Problems and tasks:
(1) In the passage on agent-based models, what shares of acceptance, hesitancy, and rejection did Rafferty et al. assign as initial vaccination attitudes?
(2) Repeat word for word the part of the passage on agent-based models that opens with the words containing "A typical approach" and closes with "aim to preserve.".

Start of Passage shown

A typical approach in current ABMs involves assigning protective behaviors or related attitudes to agents based on some probability, using either hypothetical scenarios or aggregated data measuring the real characteristics of the population. For example, Rafferty et al. [7] use an ABM to simulate the impact of dose timing, coverage, and waning of immunity on chickenpox disease outcomes in Alberta, Canada. They initialize the population with vaccination attitudes based on aggregate data (65% acceptance, 30% hesitant, 5% reject). However, this approach ignores the statistical relationships between vaccine attitudes and other individual demographic, cultural, or political characteristics that synthetic population generation approaches aim to preserve.

In another example, Pandey et al. [30] use an ABM to examine the effect of bivalent boosters on COVID-19 outcomes, assuming a coverage of 59%, 51%, 38%, 54%, and 75% for age groups 5-11, 12-17, 18-49, 50-64 and 65+, respectively, informed by historical influenza data. While their model more accurately captures the relationship between booster coverage and age, whereby age 65+ are more likely to accept a booster, the study assumes spatially uniform uptake across New York City. This assumption of uniformity is common, especially since health data is often not available at finer granularities than county or state levels, meaning that spatial heterogeneities can only be captured at these coarser scales. While numerous ABMs have been developed to simulate the adoption of protective behaviors or the spread of beliefs, attitudes, perceptions towards vaccines over space and time, the use of synthetic population approaches to initialize an agent population with these characteristics has yet to be explored.

Therefore, the purpose of this study is to investigate how synthetic population generation approaches can be expanded to create agent populations with attitudes and initial adoption of protective behaviors, along with their spatial distributions. Specifically, we aim to replace datasets commonly used in synthetic population generation that provide individual-level data from samples with coarser geographic resolution, such as the U.S. Census Bureau’s Public Use Microdata Sample (PUMS) [21], with public health surveys. Using COVID-19 as a case study, we explore the potential for this approach by generating a synthetic population representing Virginia, U.S. and their vaccine attitudes and uptake as of December 2021. We obtain real vaccine uptake for Virginia at the census tract level for the same point in time to validate our results, comparing the populations generated by two different national public health surveys.

End of Passage shown
Start of Data records

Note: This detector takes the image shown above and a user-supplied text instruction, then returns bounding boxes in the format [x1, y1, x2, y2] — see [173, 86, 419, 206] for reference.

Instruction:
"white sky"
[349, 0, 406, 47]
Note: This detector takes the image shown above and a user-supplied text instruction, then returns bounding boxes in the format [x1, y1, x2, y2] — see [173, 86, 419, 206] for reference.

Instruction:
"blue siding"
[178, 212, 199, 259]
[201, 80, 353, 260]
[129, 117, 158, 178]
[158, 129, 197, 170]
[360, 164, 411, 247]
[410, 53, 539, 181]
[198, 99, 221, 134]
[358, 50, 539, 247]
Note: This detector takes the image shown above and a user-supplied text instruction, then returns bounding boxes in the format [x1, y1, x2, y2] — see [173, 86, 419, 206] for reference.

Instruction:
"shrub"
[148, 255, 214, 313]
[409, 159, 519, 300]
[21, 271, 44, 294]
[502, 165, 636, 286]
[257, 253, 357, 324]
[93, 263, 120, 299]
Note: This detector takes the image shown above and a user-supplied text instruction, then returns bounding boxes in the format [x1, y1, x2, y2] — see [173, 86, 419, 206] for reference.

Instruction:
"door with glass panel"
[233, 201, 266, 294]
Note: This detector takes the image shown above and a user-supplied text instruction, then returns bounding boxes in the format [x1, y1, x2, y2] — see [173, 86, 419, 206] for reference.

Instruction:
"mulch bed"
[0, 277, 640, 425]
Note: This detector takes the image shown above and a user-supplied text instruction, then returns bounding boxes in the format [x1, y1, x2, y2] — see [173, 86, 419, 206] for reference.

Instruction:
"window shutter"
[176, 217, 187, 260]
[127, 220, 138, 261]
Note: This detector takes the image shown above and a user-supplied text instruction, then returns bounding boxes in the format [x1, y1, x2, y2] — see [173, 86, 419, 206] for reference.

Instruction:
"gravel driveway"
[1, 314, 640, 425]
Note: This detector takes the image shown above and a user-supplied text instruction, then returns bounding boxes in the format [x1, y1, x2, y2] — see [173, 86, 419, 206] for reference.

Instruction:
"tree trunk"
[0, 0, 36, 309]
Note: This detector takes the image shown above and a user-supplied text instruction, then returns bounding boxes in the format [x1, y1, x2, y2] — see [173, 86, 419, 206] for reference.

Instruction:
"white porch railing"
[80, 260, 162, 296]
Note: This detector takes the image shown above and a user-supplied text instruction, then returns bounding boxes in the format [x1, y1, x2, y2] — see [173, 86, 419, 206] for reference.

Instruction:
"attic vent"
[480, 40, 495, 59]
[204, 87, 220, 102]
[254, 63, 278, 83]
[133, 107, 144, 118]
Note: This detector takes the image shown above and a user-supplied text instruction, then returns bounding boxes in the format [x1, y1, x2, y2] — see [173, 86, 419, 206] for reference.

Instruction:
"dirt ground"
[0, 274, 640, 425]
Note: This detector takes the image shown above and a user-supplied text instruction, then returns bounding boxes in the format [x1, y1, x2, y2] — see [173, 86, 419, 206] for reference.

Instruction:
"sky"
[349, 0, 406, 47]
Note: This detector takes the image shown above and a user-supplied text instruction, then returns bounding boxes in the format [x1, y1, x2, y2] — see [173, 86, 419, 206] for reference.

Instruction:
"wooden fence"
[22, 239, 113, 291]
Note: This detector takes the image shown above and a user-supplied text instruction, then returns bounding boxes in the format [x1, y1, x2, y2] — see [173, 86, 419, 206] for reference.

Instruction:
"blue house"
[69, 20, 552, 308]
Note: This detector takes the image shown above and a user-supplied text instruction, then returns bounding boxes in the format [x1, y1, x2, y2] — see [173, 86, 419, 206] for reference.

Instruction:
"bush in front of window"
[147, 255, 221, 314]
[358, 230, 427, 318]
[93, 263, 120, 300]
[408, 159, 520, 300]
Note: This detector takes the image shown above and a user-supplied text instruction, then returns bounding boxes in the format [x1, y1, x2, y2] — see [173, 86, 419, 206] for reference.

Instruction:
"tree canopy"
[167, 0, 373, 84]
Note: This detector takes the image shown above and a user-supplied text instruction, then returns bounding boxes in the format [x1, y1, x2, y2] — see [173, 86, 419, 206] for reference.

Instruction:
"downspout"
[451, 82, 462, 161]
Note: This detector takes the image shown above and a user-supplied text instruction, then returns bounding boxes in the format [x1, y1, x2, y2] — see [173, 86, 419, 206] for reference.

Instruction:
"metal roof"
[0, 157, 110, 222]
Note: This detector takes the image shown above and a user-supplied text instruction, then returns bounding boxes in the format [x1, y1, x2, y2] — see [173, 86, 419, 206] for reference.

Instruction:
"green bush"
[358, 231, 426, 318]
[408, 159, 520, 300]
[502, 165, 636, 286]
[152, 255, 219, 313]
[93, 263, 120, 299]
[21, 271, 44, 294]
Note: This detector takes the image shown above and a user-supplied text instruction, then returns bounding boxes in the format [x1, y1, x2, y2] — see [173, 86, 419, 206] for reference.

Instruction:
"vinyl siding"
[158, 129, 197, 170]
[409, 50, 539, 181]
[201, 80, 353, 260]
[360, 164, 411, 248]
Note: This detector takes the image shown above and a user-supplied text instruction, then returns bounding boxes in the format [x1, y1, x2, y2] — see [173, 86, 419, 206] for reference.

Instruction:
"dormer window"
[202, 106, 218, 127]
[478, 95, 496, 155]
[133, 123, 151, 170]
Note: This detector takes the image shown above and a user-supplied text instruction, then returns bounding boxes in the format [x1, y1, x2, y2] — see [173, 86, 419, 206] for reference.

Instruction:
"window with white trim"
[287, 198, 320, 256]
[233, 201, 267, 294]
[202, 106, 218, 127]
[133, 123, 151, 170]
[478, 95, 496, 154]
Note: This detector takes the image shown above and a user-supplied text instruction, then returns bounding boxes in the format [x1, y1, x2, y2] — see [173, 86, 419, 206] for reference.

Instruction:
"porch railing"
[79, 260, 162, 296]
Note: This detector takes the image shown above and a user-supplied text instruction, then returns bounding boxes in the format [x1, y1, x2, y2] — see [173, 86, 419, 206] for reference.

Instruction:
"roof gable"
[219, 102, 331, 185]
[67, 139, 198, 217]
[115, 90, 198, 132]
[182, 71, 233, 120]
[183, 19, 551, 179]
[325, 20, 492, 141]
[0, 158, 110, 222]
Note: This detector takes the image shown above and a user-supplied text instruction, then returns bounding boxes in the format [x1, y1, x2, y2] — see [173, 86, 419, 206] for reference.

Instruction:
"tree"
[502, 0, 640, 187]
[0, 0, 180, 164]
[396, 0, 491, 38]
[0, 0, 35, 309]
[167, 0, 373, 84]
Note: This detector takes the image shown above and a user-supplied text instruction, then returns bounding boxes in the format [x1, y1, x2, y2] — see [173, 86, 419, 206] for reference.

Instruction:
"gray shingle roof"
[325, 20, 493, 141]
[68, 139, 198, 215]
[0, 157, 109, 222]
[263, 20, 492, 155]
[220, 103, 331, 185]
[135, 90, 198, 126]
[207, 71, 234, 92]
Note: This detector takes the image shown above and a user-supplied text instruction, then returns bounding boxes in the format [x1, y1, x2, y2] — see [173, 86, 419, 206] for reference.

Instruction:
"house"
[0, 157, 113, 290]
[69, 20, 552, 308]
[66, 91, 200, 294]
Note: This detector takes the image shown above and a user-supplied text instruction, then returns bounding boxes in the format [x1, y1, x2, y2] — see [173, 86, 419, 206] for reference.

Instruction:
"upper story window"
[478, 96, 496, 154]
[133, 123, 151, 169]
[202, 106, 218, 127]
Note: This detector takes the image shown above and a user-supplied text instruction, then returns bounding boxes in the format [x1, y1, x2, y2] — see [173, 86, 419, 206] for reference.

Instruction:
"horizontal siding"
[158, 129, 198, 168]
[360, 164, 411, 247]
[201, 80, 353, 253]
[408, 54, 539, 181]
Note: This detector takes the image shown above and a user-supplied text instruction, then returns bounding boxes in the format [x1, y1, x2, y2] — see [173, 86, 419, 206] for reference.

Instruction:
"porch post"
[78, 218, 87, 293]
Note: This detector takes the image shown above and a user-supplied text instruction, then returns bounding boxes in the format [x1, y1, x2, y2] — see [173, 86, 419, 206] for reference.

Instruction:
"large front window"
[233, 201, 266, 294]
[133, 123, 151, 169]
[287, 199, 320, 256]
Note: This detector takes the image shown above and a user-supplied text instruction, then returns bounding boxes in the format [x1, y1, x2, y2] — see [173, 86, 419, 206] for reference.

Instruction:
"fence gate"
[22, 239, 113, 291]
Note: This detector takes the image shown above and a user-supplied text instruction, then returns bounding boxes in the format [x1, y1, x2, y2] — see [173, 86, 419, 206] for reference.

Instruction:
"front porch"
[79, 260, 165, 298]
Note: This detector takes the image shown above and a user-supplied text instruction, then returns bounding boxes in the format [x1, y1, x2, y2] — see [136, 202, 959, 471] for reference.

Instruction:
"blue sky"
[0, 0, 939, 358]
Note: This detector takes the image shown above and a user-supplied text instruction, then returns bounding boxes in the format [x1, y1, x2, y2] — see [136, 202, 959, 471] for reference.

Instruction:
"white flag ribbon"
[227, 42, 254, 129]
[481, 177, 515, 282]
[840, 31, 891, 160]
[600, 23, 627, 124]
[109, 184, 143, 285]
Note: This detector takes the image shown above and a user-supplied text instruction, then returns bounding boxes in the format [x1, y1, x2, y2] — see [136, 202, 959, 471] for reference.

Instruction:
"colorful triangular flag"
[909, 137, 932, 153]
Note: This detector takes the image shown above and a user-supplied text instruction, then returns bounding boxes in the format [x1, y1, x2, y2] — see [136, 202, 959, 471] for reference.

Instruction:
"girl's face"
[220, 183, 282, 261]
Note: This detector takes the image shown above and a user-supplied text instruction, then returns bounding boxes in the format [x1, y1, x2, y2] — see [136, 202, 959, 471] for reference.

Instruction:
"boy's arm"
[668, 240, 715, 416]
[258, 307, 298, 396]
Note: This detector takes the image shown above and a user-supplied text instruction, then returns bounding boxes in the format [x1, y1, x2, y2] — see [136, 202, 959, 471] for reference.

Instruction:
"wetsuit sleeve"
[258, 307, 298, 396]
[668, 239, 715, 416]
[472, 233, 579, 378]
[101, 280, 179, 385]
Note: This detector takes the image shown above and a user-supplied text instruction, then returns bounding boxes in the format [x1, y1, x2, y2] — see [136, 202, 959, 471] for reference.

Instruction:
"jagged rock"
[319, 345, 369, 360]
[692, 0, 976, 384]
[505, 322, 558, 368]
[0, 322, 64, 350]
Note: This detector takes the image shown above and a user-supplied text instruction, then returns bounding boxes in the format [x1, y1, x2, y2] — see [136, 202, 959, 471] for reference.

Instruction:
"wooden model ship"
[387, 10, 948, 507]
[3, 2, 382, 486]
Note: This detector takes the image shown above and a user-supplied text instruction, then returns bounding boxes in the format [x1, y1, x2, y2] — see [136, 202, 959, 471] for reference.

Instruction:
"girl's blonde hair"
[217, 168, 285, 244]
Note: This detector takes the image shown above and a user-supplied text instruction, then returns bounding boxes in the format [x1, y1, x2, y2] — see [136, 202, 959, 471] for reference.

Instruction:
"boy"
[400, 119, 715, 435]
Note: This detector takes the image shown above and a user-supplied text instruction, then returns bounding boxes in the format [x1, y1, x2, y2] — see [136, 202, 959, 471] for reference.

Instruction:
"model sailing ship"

End of Data records

Answers given:
(1) 65% acceptance, 30% hesitant, and 5% reject.

(2)
A typical approach in current ABMs involves assigning protective behaviors or related attitudes to agents based on some probability, using either hypothetical scenarios or aggregated data measuring the real characteristics of the population. For example, Rafferty et al. [7] use an ABM to simulate the impact of dose timing, coverage, and waning of immunity on chickenpox disease outcomes in Alberta, Canada. They initialize the population with vaccination attitudes based on aggregate data (65% acceptance, 30% hesitant, 5% reject). However, this approach ignores the statistical relationships between vaccine attitudes and other individual demographic, cultural, or political characteristics that synthetic population generation approaches aim to preserve.